*What is expected*
Rewrite the listing below with every "Result" swapped for "Answer", and leave everything else unchanged.

___ Data records

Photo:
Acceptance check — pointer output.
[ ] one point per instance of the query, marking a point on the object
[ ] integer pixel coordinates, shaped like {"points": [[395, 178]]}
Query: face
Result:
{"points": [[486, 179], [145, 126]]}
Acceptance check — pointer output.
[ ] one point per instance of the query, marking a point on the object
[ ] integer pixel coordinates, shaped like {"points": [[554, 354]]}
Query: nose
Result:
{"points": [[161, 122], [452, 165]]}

______

*Exercise answer*
Photo:
Acceptance check — pointer output.
[ ] one point per instance of the query, marking a point on the object
[ ] integer pixel coordinates, shaped like {"points": [[395, 178]]}
Query: face
Answer:
{"points": [[486, 179], [145, 126]]}
Acceptance check — pointer output.
[ ] one point per instance of the query, marking a point on the object
[ ] integer pixel coordinates, shaped like {"points": [[554, 354]]}
Query: nose
Answer:
{"points": [[161, 122], [452, 165]]}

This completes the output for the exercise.